Goal:
Express the lines between the one containing "Return the mask of every instance of the small" and the one containing "POLYGON ((295 270, 324", inclusive, as a numbered list, omitting any blank lines.

Task material:
■ ■ ■

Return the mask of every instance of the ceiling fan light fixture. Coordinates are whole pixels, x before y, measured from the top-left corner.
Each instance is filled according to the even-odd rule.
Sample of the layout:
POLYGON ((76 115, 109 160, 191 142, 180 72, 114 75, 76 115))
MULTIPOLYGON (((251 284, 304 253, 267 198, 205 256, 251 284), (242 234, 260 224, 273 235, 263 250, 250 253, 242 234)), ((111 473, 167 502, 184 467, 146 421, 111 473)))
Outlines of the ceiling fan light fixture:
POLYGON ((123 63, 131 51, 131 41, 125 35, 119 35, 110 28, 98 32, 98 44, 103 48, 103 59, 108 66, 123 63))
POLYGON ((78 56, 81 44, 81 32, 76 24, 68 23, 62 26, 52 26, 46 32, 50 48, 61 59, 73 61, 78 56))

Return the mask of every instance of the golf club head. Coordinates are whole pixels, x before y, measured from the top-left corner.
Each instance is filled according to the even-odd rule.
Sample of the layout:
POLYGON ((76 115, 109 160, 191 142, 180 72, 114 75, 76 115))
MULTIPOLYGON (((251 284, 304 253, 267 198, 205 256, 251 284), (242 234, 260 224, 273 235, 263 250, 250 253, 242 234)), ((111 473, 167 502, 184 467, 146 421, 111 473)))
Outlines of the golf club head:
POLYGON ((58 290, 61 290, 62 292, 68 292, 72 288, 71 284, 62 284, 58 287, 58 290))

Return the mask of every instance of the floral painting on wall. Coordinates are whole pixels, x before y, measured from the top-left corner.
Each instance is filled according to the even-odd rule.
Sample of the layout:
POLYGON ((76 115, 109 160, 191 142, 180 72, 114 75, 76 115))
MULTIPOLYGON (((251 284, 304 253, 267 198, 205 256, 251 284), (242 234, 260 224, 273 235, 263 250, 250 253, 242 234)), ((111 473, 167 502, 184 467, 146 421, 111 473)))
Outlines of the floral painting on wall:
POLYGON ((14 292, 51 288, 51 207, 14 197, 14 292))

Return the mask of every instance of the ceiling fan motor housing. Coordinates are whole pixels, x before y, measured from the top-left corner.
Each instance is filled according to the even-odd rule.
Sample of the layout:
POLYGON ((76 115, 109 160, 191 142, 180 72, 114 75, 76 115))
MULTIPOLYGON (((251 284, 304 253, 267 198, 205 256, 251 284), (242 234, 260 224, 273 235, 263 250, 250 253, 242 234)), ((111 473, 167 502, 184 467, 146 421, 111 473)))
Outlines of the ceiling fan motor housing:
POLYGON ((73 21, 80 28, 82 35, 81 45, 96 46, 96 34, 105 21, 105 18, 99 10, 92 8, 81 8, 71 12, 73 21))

■ ■ ■

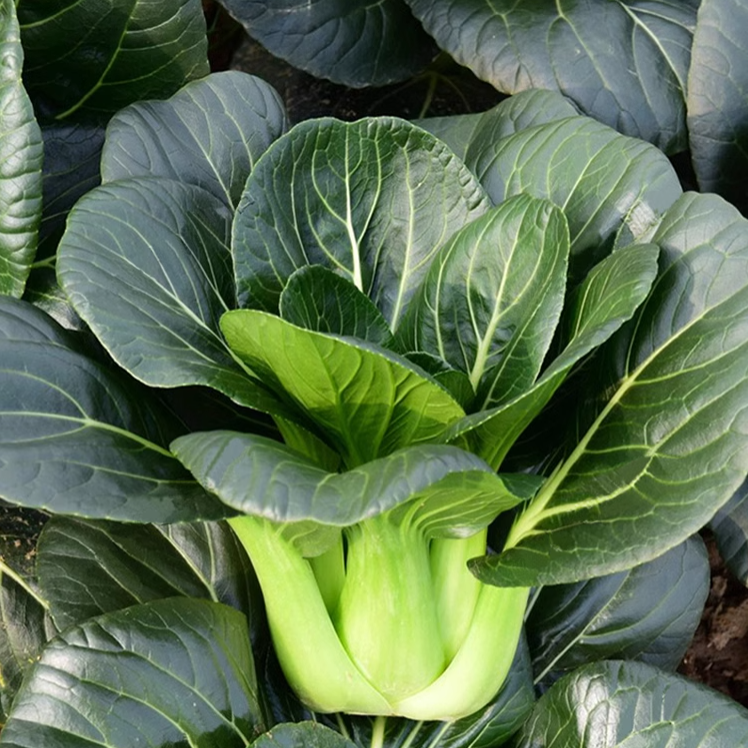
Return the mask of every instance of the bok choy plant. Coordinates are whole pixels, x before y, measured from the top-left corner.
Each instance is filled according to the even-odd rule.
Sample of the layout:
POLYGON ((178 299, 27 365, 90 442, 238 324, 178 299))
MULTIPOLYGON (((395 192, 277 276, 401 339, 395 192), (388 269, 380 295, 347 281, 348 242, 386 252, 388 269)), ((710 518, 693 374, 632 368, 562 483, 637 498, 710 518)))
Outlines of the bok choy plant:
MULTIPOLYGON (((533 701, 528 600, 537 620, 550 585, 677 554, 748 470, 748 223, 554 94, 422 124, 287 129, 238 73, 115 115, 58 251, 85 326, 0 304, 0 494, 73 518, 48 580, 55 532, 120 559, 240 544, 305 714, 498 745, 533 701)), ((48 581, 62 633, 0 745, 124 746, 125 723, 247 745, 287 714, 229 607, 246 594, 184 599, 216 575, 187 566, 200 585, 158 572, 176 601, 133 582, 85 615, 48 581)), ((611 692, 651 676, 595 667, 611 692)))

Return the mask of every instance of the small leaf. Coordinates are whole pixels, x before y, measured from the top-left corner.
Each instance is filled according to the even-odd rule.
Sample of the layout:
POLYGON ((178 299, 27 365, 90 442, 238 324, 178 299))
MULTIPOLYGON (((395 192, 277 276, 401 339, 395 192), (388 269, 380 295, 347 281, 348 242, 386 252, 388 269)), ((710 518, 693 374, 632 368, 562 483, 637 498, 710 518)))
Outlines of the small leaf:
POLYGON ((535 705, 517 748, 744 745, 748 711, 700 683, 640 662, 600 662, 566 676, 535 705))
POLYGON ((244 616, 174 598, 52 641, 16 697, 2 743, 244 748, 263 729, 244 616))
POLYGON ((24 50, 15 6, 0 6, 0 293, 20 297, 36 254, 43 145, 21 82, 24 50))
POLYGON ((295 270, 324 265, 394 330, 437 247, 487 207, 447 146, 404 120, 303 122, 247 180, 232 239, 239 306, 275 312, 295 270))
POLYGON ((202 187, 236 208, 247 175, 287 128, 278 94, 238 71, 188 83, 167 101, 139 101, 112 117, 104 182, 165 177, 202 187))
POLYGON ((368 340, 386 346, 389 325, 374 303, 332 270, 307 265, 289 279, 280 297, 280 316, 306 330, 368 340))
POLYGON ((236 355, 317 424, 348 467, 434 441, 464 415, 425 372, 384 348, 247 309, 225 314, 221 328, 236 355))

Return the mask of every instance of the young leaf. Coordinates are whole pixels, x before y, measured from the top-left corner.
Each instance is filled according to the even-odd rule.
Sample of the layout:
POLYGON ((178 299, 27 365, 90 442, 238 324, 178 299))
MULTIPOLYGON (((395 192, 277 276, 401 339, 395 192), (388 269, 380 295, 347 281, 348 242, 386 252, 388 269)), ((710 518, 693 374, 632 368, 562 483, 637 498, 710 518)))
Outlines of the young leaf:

■ ■ ■

Response:
1. Return the mask of every instance of the small leaf. Coordinates are whole pixels, x before y, measured from the top-left corner.
2. Each instance is filled according to the even-odd rule.
3. Sample of the layout:
4. POLYGON ((178 299, 27 365, 90 442, 238 324, 178 299))
5. MULTIPOLYGON (((395 192, 277 276, 401 339, 395 192), (388 269, 380 295, 347 281, 348 242, 386 252, 388 269)), ((710 518, 693 374, 632 368, 562 483, 637 498, 710 518)))
6. Outlines of the small leaf:
7. POLYGON ((535 705, 517 748, 744 745, 748 711, 700 683, 640 662, 600 662, 566 676, 535 705))
8. POLYGON ((244 616, 174 598, 52 641, 16 697, 2 743, 244 748, 263 729, 244 616))
9. POLYGON ((24 50, 15 6, 0 6, 0 293, 20 297, 36 254, 43 145, 21 82, 24 50))
10. POLYGON ((295 270, 324 265, 394 330, 437 247, 487 207, 447 146, 404 120, 303 122, 247 180, 232 239, 239 306, 275 312, 295 270))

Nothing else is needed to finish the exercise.